● Provided records
-- -- --
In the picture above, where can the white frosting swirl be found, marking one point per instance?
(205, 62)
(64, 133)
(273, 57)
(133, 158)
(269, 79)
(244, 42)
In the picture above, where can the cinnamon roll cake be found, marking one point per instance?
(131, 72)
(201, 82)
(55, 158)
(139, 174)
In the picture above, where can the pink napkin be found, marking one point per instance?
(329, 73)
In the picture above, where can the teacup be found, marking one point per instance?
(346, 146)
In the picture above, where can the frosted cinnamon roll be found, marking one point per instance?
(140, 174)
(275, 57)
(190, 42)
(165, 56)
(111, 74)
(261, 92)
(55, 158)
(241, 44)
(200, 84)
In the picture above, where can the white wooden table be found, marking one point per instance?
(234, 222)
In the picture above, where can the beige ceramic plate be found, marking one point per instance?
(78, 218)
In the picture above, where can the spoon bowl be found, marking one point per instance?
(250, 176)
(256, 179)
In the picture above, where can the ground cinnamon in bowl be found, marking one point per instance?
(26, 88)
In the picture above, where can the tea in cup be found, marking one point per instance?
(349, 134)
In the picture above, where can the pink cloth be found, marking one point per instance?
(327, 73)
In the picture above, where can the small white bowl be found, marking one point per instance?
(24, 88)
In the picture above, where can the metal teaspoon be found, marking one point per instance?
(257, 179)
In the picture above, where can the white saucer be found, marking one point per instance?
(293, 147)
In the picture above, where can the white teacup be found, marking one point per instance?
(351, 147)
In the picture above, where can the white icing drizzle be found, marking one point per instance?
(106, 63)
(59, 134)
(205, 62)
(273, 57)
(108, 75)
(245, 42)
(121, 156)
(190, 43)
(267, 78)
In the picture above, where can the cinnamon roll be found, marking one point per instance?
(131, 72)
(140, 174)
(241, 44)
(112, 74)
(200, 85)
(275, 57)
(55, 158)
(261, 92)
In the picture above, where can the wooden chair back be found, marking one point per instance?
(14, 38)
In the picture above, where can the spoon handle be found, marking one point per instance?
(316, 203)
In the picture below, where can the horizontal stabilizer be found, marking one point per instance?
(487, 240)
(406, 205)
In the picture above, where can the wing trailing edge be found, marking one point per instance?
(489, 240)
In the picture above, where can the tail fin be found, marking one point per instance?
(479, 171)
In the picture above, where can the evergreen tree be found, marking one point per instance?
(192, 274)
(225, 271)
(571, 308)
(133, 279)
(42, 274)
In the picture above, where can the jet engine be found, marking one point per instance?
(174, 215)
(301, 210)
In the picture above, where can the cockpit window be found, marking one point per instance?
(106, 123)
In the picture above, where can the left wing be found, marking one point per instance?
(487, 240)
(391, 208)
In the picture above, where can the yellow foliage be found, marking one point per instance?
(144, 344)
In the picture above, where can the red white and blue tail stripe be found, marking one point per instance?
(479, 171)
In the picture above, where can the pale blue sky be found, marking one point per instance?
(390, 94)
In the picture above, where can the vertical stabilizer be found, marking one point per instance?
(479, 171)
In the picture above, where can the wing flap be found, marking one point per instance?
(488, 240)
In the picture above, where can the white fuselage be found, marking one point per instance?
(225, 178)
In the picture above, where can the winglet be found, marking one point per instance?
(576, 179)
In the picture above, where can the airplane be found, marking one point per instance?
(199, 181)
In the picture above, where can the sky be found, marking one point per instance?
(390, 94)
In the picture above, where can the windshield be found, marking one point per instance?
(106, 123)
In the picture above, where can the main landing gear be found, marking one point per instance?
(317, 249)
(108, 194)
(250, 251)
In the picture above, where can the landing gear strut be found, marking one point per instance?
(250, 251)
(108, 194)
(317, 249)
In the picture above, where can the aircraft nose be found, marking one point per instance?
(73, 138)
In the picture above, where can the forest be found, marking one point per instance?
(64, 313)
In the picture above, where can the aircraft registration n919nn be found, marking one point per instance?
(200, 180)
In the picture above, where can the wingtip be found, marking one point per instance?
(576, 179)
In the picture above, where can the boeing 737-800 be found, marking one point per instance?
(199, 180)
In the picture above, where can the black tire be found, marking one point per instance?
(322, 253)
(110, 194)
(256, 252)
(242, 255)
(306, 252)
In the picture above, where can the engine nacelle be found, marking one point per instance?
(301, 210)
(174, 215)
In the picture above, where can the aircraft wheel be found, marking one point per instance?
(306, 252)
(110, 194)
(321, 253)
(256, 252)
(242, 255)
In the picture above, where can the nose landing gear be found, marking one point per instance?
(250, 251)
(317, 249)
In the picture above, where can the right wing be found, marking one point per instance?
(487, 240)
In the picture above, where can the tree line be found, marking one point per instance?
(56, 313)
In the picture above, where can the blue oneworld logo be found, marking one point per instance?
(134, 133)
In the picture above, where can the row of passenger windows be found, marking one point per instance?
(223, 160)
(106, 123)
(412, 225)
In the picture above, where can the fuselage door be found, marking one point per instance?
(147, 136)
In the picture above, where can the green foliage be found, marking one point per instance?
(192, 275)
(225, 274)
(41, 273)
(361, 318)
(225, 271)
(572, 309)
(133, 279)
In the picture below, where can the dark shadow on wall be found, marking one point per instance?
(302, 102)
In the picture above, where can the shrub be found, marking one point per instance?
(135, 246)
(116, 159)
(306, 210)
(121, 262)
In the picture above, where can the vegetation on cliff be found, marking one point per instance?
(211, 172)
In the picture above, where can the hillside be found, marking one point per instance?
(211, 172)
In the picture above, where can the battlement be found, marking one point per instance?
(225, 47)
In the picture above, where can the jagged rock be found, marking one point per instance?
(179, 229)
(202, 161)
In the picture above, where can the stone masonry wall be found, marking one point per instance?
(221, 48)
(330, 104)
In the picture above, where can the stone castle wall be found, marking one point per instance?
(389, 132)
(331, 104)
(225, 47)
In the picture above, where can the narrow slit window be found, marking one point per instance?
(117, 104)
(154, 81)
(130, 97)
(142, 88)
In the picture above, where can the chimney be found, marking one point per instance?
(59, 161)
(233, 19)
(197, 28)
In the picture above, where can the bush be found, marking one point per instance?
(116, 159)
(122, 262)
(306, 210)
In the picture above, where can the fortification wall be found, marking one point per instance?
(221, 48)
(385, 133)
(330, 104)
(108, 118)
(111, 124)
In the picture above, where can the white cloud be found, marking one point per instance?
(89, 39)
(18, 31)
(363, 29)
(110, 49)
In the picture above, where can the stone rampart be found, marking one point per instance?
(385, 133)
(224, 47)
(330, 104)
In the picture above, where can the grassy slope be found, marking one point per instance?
-- -- --
Produce a verbatim copy of each record above.

● Result for this task
In the picture above, where can the white frosting swirl be found, marking one point per instance?
(205, 62)
(64, 133)
(273, 57)
(133, 158)
(269, 79)
(244, 42)
In the picture above, where can the cinnamon roll cake be found, marking one point per instance?
(131, 72)
(201, 82)
(55, 158)
(139, 174)
In the picture above, where can the pink napkin be found, marking one point per instance?
(329, 73)
In the picture above, where can the teacup be found, marking one point per instance?
(346, 146)
In the picture above, where can the frosted cinnamon roll be found, marking one point per instance?
(140, 174)
(275, 57)
(190, 42)
(165, 56)
(111, 74)
(261, 92)
(55, 158)
(241, 44)
(200, 84)
In the picture above, where can the white wooden table be found, marking one point per instance?
(234, 222)
In the picture above, where can the beige ceramic plate be found, marking one point per instance?
(78, 218)
In the picture above, where can the spoon bowl be found, marking one point per instance?
(250, 176)
(256, 179)
In the picture above, where can the ground cinnamon in bowl be found, marking one point per instance?
(26, 88)
In the picture above, where can the tea in cup be found, marking one point per instance?
(349, 134)
In the picture above, where can the pink cloth be found, marking one point per instance?
(327, 73)
In the picture above, where can the small white bowl be found, marking one point per instance?
(24, 88)
In the picture above, where can the metal teaspoon be found, marking one point per instance?
(257, 179)
In the picture above, where can the white saucer be found, marking one point per instance?
(293, 147)
In the picture above, where can the white teacup be found, marking one point per instance?
(351, 147)
In the picture above, where can the white icing drizzle be found, marking one point per instance?
(106, 63)
(59, 134)
(205, 62)
(273, 57)
(108, 75)
(245, 42)
(121, 156)
(190, 43)
(267, 78)
In the picture above, where can the cinnamon roll be found, marking one point per instance?
(131, 72)
(140, 174)
(241, 44)
(112, 74)
(200, 85)
(275, 57)
(55, 158)
(261, 92)
In the picture above, where can the wooden chair back be found, marking one point per instance?
(14, 38)
In the picture above, where can the spoon handle be found, marking one point per instance?
(316, 203)
In the picture below, where can the horizontal stabilizer be found, marking one point per instance?
(487, 240)
(406, 205)
In the picture above, where can the wing trailing edge be found, marking one point per instance?
(489, 240)
In the picture above, where can the tail fin be found, marking one point per instance?
(479, 171)
In the picture above, where can the evergreen tree be found, marking one point per instance?
(192, 274)
(225, 271)
(571, 308)
(133, 279)
(42, 274)
In the picture above, where can the jet engine be found, marking one point per instance?
(174, 215)
(301, 210)
In the picture above, where can the cockpit window be found, marking one point per instance?
(106, 123)
In the picture above, where can the left wing be found, marking one point per instance?
(487, 240)
(391, 208)
In the picture above, where can the yellow foliage be found, marking one point per instance?
(144, 344)
In the picture above, where can the red white and blue tail stripe be found, marking one point per instance?
(479, 171)
In the picture above, where can the pale blue sky be found, marking one point per instance?
(390, 94)
In the picture above, where can the vertical stabilizer be found, marking one point per instance?
(479, 171)
In the picture above, where can the wing flap be found, marking one point per instance?
(488, 240)
In the picture above, where can the white fuselage be found, marking one point per instance?
(225, 178)
In the picture above, where can the winglet be found, marking one point per instance?
(576, 179)
In the picture above, where can the airplane be found, marking one point per instance?
(199, 181)
In the picture above, where can the sky be found, marking one point per instance?
(390, 94)
In the picture above, where can the windshield be found, marking one point per instance?
(106, 123)
In the picture above, where can the main landing gear be found, marking one point per instance?
(317, 249)
(108, 194)
(250, 251)
In the picture above, where can the landing gear strut be found, marking one point per instance?
(250, 251)
(108, 194)
(317, 249)
In the picture above, where can the aircraft nose be found, marking one point per instance?
(73, 138)
In the picture above, where can the forest be found, marking one point per instance?
(64, 313)
In the picture above, where can the aircraft registration n919nn be found, marking one point per instance?
(200, 180)
In the picture above, where can the wingtip be found, marking one point per instance?
(576, 179)
In the picture above, where can the boeing 737-800 be found, marking one point per instance?
(199, 180)
In the picture above, where can the black tire be found, marking one point per instance?
(322, 253)
(110, 194)
(256, 252)
(242, 255)
(306, 252)
In the picture above, where can the engine nacelle be found, marking one point per instance?
(301, 210)
(174, 215)
In the picture above, where can the aircraft wheel be found, marking one point per instance?
(306, 252)
(110, 194)
(321, 253)
(256, 252)
(242, 255)
In the picture above, where can the nose landing gear be found, marking one point per instance?
(250, 251)
(317, 249)
In the picture above, where can the right wing be found, marking one point per instance?
(487, 240)
In the picture above, where can the tree line be found, marking one point per instance?
(56, 313)
In the picture above, where can the blue oneworld logo be found, marking one point per instance?
(134, 133)
In the picture above, where can the row of passenger windows be found, marking one point per instance?
(223, 160)
(106, 123)
(412, 225)
In the picture above, where can the fuselage door be found, marking one point per instance?
(147, 136)
In the picture above, where can the green foliage be found, marking one point per instance?
(192, 275)
(225, 274)
(41, 273)
(361, 318)
(225, 271)
(572, 309)
(133, 279)
In the picture below, where can the dark shadow on wall be found, marking one point per instance?
(302, 102)
In the picture above, where can the shrub be found, marking one point per instance?
(135, 246)
(116, 159)
(306, 210)
(121, 262)
In the picture above, where can the vegetation on cliff be found, marking one point per instance?
(211, 172)
In the picture above, where can the hillside be found, marking one point per instance?
(211, 172)
In the picture above, where can the battlement be found, marking one point per instance?
(225, 47)
In the picture above, where can the jagged rock be found, marking one point per instance?
(179, 229)
(202, 161)
In the picture above, where can the stone masonry wall be found, marking one point per instance?
(221, 48)
(330, 104)
In the picture above, where can the stone castle wall be found, marking one point per instance?
(389, 132)
(331, 104)
(225, 47)
In the picture above, where can the narrow slit window be found, marking one point per instance?
(117, 104)
(154, 81)
(130, 97)
(142, 88)
In the picture above, where can the chimney be found, marking one point per instance?
(59, 161)
(233, 19)
(197, 28)
In the picture above, where can the bush be found, marking one point per instance?
(116, 159)
(122, 262)
(306, 210)
In the picture above, where can the fortification wall be found, marking one point per instance?
(221, 48)
(385, 133)
(330, 104)
(108, 118)
(111, 124)
In the picture above, where can the white cloud be found, marking one point per instance?
(89, 39)
(18, 31)
(363, 29)
(110, 49)
In the picture above, where can the stone rampart be found, marking one point per instance?
(385, 133)
(224, 47)
(330, 104)
In the picture above, where can the grassy slope be found, marking one point per instance?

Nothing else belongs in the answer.